**Task**
Could you lay out the lines below as a JSON list of strings, one string per line, with blank lines and the pictures left out?

**Dataset content**
>> BEGIN
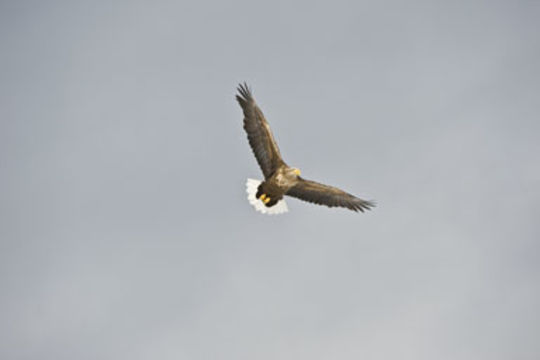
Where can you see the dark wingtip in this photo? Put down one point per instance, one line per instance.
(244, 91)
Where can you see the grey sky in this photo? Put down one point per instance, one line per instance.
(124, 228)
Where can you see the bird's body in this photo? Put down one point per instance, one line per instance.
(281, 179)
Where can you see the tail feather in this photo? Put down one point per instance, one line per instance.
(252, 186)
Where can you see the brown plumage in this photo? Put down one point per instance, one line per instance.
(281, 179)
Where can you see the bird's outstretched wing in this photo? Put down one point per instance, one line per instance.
>> END
**Answer to the problem**
[
  "Where can you see the dark wingtip in this photo? Put down one point per instance, one line per instance.",
  "(244, 91)",
  "Where can you see the grey sky in this photo? Put down one point per instance, one line per instance.",
  "(124, 228)",
  "Where can you see the bird's body in this photo? Put down one point per instance, one line per instance.",
  "(281, 179)",
  "Where can you see the tail feather in this photo? Put down one point per instance, one line per instance.",
  "(252, 186)",
  "Where can you see the brown plumage in this photo? Put down one point per instance, one line per instance.",
  "(281, 179)",
  "Where can you see the bird's outstretched wing in this photo? Put down one point per instance, one line per instance."
]